VORLIEGENDER TEXT:

▬▬▬▬▬▬▬▬▬▬

Neues vom Gröcil (“Größter Content- und Ideenlieferant”)
Wer das tut, kann auf Empörung hoffen, wie auch der deutsche Ärzteverbandschef Andreas Köhler erfahren durfte, nachdem er die durch die Geschichte reichenden Versuche zur europäischen Einigung anhand einiger Politikernamen beschrieben hatte. "Alle sind sich einig, dass sich nur ein einziger roter Faden durch die Geschichte Europas zieht: die Vorliebe der Bewohner für kleine, selbstständige Nationen; die Vorliebe ihrer Politiker, diese zu einigen“, hatte Köhler demnach vor rund 300 Mitarbeitern gesagt, die eifrig mitschrieben, wie er Namen und Verantwortliche nannte: „Julius Cäsar, Karl der Große, Napoleon, Adolf Hitler, Angela Merkel."
Eine Aufzählung mit Lücken. Kein de Gaulle, kein Kohl, kein Gorbatschow, immerhin Erfinder des gemeinsamen Hauses Europa. Auch kein Vergleich weit und breit, doch bei Hitler gelten andere Regeln: Jeder Satz, der seinen Namen enthält, wird zum Vergleich. Jeder Hinweis darauf, dass es ihn gab, wird zur "nicht hinnehmbaren verbale Entgleisung" (Die Welt).
Simulierte Empörungsaufwallungen, die eilfertig vor Kameras zelebriert werden, auf die aber selbstverständlich niemand mehr ernsthaftes Entsetzen zu empfinden vermag. Der Hitlervergleich, im historischen Ablauf ein erst spät aufgekommenes Phänomen, gehört zum Unterhaltungsangebot der Moderne (Grafik oben), hat sich längst von seinem Inhalt emanzipiert. Ein Hitlervergleich braucht inzwischen weder einen Vergleich noch einen echten Hitler, es genügt ihm völlig, als Vergleich missverstanden werden zu können.

▬▬▬▬▬▬▬▬▬▬

[Gespeicherte Zeilen]
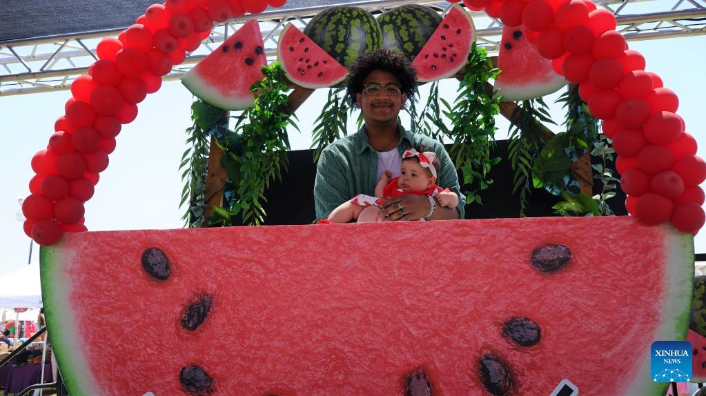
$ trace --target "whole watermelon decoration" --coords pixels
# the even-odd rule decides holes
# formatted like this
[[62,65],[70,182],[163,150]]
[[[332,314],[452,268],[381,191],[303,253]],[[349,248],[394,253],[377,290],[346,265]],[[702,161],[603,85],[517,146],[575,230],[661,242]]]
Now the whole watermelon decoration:
[[359,55],[381,48],[380,25],[371,13],[359,7],[331,7],[314,16],[304,34],[338,63],[347,68]]
[[434,10],[419,4],[405,4],[378,17],[383,32],[383,48],[414,61],[441,22]]

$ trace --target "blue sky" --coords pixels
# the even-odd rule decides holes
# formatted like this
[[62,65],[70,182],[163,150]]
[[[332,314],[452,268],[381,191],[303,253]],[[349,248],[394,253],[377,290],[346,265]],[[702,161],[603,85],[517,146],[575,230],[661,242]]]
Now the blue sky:
[[[647,59],[647,70],[659,74],[666,88],[680,98],[678,113],[687,131],[700,144],[698,155],[706,157],[706,123],[703,121],[703,65],[706,64],[706,37],[633,42],[630,48]],[[442,84],[441,95],[455,97],[454,80]],[[424,95],[426,89],[422,88]],[[5,176],[0,189],[0,275],[18,269],[28,261],[30,239],[16,220],[20,210],[18,196],[29,193],[28,183],[33,176],[30,160],[44,148],[54,132],[54,121],[64,114],[69,91],[0,97],[0,169]],[[299,109],[301,133],[290,133],[294,150],[309,148],[310,128],[322,108],[326,91],[319,90]],[[557,95],[553,95],[550,101]],[[424,98],[423,97],[424,100]],[[186,148],[184,130],[191,125],[189,107],[193,98],[179,82],[162,85],[156,93],[139,104],[139,114],[124,126],[117,136],[117,148],[110,155],[110,165],[100,175],[95,194],[86,203],[86,225],[90,230],[179,228],[183,210],[179,208],[182,183],[178,170]],[[563,113],[554,106],[554,119]],[[408,119],[405,119],[407,122]],[[354,131],[353,121],[350,131]],[[508,123],[498,119],[498,138],[503,138]],[[558,128],[554,128],[555,131]],[[469,210],[482,210],[481,207]],[[590,236],[591,238],[598,236]],[[704,233],[696,237],[696,252],[706,253]],[[32,261],[38,260],[38,249]]]

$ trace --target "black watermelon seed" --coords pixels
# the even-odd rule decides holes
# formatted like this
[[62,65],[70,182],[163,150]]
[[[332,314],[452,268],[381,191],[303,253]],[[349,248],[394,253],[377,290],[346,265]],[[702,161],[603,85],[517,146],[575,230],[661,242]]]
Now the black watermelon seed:
[[405,396],[431,396],[431,384],[421,367],[405,381]]
[[208,317],[208,312],[211,310],[213,304],[212,294],[205,293],[199,296],[196,301],[186,307],[186,311],[181,316],[181,326],[189,331],[198,328],[198,326],[201,325]]
[[513,387],[513,376],[503,361],[495,354],[486,352],[478,361],[481,381],[488,392],[503,396]]
[[542,339],[539,325],[529,318],[511,318],[503,325],[503,334],[520,347],[536,345]]
[[160,280],[167,280],[172,275],[169,259],[159,248],[149,248],[142,252],[140,261],[147,273]]
[[181,388],[193,396],[210,395],[216,391],[213,378],[196,364],[182,368],[179,373],[179,381],[181,383]]
[[553,272],[571,261],[571,249],[564,245],[547,244],[532,252],[532,264],[543,272]]

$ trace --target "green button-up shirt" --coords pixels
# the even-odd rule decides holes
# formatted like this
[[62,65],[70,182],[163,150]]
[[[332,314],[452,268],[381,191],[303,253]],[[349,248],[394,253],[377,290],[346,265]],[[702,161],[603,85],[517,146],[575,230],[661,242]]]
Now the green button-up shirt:
[[[402,138],[397,148],[400,156],[407,149],[420,145],[429,147],[436,153],[441,162],[436,184],[458,196],[456,208],[462,219],[466,197],[460,193],[456,169],[443,145],[429,136],[407,132],[402,126],[398,127]],[[327,218],[339,205],[356,194],[374,196],[377,177],[378,153],[368,142],[364,127],[329,145],[321,152],[316,167],[313,186],[316,220]]]

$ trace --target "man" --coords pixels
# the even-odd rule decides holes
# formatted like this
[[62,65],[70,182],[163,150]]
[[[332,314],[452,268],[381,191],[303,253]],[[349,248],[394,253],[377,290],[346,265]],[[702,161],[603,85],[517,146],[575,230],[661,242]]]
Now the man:
[[385,220],[441,220],[463,218],[465,197],[458,177],[441,143],[411,133],[397,124],[397,115],[417,89],[414,69],[405,56],[386,49],[360,56],[351,65],[347,95],[363,113],[358,132],[333,142],[323,150],[316,168],[314,203],[316,220],[357,193],[373,195],[375,185],[385,170],[400,176],[402,155],[408,148],[426,146],[441,161],[436,184],[459,196],[456,208],[444,208],[429,196],[404,194],[382,205]]

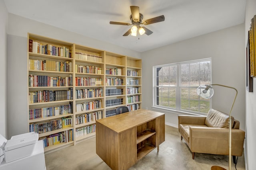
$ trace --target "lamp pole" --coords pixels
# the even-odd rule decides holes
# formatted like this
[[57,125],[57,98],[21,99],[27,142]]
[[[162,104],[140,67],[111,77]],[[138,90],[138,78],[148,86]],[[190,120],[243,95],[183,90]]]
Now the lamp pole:
[[233,101],[233,104],[232,104],[232,106],[231,106],[231,108],[230,109],[230,110],[229,111],[229,119],[228,120],[228,149],[229,149],[229,160],[228,160],[228,168],[229,170],[231,170],[231,125],[232,125],[232,122],[231,122],[231,111],[232,111],[232,109],[233,109],[233,106],[234,106],[234,104],[235,103],[235,101],[236,101],[236,96],[237,96],[237,90],[236,88],[234,88],[232,87],[230,87],[229,86],[225,86],[222,84],[210,84],[210,86],[221,86],[222,87],[226,87],[227,88],[232,88],[235,90],[236,90],[236,96],[235,96],[235,98],[234,99],[234,101]]

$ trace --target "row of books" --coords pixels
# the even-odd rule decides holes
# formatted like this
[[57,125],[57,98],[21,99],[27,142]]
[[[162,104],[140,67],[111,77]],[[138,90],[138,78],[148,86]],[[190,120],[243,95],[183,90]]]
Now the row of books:
[[126,89],[126,94],[136,94],[140,93],[140,88],[138,87],[131,87]]
[[115,88],[106,90],[106,96],[109,96],[121,95],[124,94],[122,88]]
[[39,139],[43,141],[44,148],[62,143],[67,143],[74,141],[73,131],[73,129],[70,129],[41,138]]
[[140,104],[136,104],[127,105],[127,107],[129,109],[129,111],[132,111],[140,109]]
[[28,93],[29,103],[73,100],[73,88],[67,90],[43,90]]
[[140,96],[139,95],[131,96],[127,96],[128,103],[135,103],[140,102]]
[[95,121],[96,120],[102,119],[102,111],[100,110],[77,115],[76,116],[75,122],[76,125],[80,125],[90,122],[92,121]]
[[91,77],[79,77],[75,78],[76,86],[102,86],[102,79]]
[[112,106],[119,105],[123,104],[123,99],[114,99],[106,100],[106,106]]
[[102,62],[102,57],[96,55],[86,54],[80,52],[75,52],[75,58],[86,61],[94,61],[95,62]]
[[124,79],[120,78],[106,78],[106,86],[122,86],[124,84]]
[[126,85],[130,86],[140,85],[140,80],[139,79],[127,80]]
[[80,128],[76,129],[76,137],[85,136],[96,131],[96,124],[88,125]]
[[122,76],[122,68],[106,68],[106,74],[107,75],[115,75]]
[[86,99],[88,98],[102,97],[102,88],[94,89],[78,89],[76,90],[76,99]]
[[42,133],[60,129],[71,127],[72,118],[62,117],[47,122],[30,123],[29,124],[29,131]]
[[52,60],[28,60],[29,70],[58,71],[60,72],[72,72],[72,62]]
[[139,76],[139,73],[137,71],[133,71],[132,70],[128,70],[127,76]]
[[70,104],[47,107],[30,109],[28,111],[30,120],[72,113],[72,102]]
[[85,102],[76,104],[76,112],[79,112],[100,109],[102,108],[102,102],[101,100]]
[[102,68],[94,66],[83,66],[76,64],[76,72],[101,74]]
[[110,110],[106,110],[106,117],[109,117],[110,116],[113,116],[114,115],[116,115],[116,108],[114,108],[114,109],[111,109]]
[[60,87],[73,86],[72,74],[69,77],[51,77],[30,74],[28,78],[29,87]]
[[66,47],[57,47],[51,44],[43,44],[32,39],[29,40],[28,50],[29,52],[34,53],[72,58],[71,51]]

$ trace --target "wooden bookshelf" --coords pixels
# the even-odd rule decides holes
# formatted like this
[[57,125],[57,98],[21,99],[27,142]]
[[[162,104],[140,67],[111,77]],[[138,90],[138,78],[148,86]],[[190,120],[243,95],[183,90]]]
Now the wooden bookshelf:
[[[54,137],[57,133],[68,136],[65,143],[46,147],[45,151],[50,152],[95,137],[94,131],[82,136],[76,135],[76,133],[81,128],[95,125],[98,118],[109,116],[106,115],[108,111],[113,112],[124,106],[130,110],[142,108],[141,59],[30,33],[28,33],[28,131],[32,124],[69,117],[72,119],[69,127],[40,133],[40,139]],[[106,83],[108,80],[111,83]],[[135,82],[138,83],[134,84]],[[128,94],[130,88],[137,88],[138,92]],[[100,96],[76,97],[77,92],[98,89],[102,90]],[[48,92],[54,94],[50,98],[54,99],[50,100],[48,96],[46,98]],[[135,98],[138,99],[134,100]],[[117,105],[106,103],[115,100],[122,101]],[[77,110],[77,104],[85,106],[86,102],[100,101],[100,107]],[[67,106],[70,107],[65,107],[63,111]],[[102,115],[95,120],[94,118],[89,122],[76,124],[76,117],[94,112],[98,115],[102,113]]]

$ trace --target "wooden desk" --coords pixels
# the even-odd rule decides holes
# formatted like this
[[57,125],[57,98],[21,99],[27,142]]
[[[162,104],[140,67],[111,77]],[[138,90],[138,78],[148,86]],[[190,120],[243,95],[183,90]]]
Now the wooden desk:
[[96,121],[96,153],[126,170],[164,141],[164,113],[140,109]]

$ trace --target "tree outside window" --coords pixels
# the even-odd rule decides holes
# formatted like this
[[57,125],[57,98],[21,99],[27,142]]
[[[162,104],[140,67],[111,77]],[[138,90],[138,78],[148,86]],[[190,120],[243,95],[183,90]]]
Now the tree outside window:
[[208,59],[154,67],[154,105],[160,107],[208,113],[211,101],[196,92],[211,83],[211,60]]

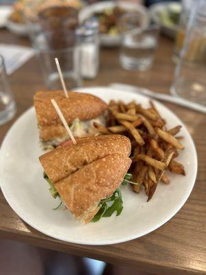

▬▬▬▬▬▬▬▬▬▬

VERSTÄNDNIS PRÜFEN:
(A) Aktualisiere im Text über Hitlervergleiche den Abschnitt, der mit „Simulierte Empörungsaufwallungen, die“ beginnt und bis „werden zu können.“ reicht, und ersetze darin „Unterhaltungsangebot“ durch „Freizeitangebot“.
(B) Führe den Text über Hitlervergleiche im Anschluss an seinen letzten Satz weiter.
Die Zeilen stammen aus einer anderen Quelle.

ANTWORTEN NACHEINANDER:
(A)
Simulierte Empörungsaufwallungen, die eilfertig vor Kameras zelebriert werden, auf die aber selbstverständlich niemand mehr ernsthaftes Entsetzen zu empfinden vermag. Der Hitlervergleich, im historischen Ablauf ein erst spät aufgekommenes Phänomen, gehört zum Freizeitangebot der Moderne (Grafik oben), hat sich längst von seinem Inhalt emanzipiert. Ein Hitlervergleich braucht inzwischen weder einen Vergleich noch einen echten Hitler, es genügt ihm völlig, als Vergleich missverstanden werden zu können.

(B)
Wobei der Begriff "Vergleich" in diesem Zusammenhang ansich schon ein Missverständnis ist: Er meinte ursprünglich eine Gleichsetzung. Aufregung und Entsetzen entsprangen damals, in der Frühzeit des Hitlervergleiches, Satzkonstruktionen, in denen die Tätigkeit heutiger Politiker am Maßstab der Tätigkeit des früheren Reichskanzlers gemessen, mit jener verglichen und endlich als gleichartig eingeschätzt wurde.
Die Hitlergleichsetzung aber war dauerhaft als politische Kategorie nicht überlebensfähig. Ihr Vorkommen war begrenzt, ihre Sinnhaftigkeit fragwürdig. Goethe sprach in diesem Zusammenhang schon vorab von "inkommensurablen Vergleichgegenständen": Die Einzigartigkeit des Großgrauens, das der Braunauer zu seiner Zeit auslöste, verbietet die Gleichsetzung seiner Taten mit den Taten der meisten nachfolgenden Demiurgen.
Die Gestaltungsspielräume der Politik heutzutage lassen ein Durchregieren wie zwischen 1933 und 1945 einerseits kaum mehr zu. Andererseits sind die meisten Sozialreformen seinerzeit bereits durchgeführt worden - Rentenreform, Kfz-Zulassungsordnung, der 1. Mai als Feiertag - so dass sich auch hier keine Möglichkeit ergibt, sich tatsächlich mit Hitler zu messen. Selbst auf den Schlachtfeldern der Welt, auf denen Deutschland nach dem Mauerfall ein vorsichtiges Comeback feierte, verbietet die Faktenlage jede Gleichsetzung: Die heute am Feind stehende Truppenstärke entspricht der Größe der Wehrmachtseinheit, die seinerzeit Luxemburg besetzt hielt.
Und doch hat es Adolf Hitler geschafft. Gegen die Sachlage, gegen das Kräfteverhältnis, gegen jede Vernunft wird Hitler umso mehr zum Maßstab, je länger seine aktive Zeit außerhalb der n-tv-Studios zurückliegt.
Eine auf Wunsch eines PPQ-Forscherteams vom Internet-Riesen Google erstellte Zeitleiste (Grafik oben) zeigt deutlich, dass der Suchbegriff "Hitler" bis Anfang der 60er Jahre regelmäßig über den "Hitlerverglich" triumphierte. Danach jedoch emanzipierte sich der "Vergleich" vom längst verblichenen Verglichenen: Hitlers Bedeutung schwand. Der Hitlervergleich aber legte ab 1966 einen unaufhaltsamen Aufstieg hin. Und heute ist er so wertvoll wie nie - ein deutscher Exportartikel mit Bart und einer Stimme wie knarrende Stiefel.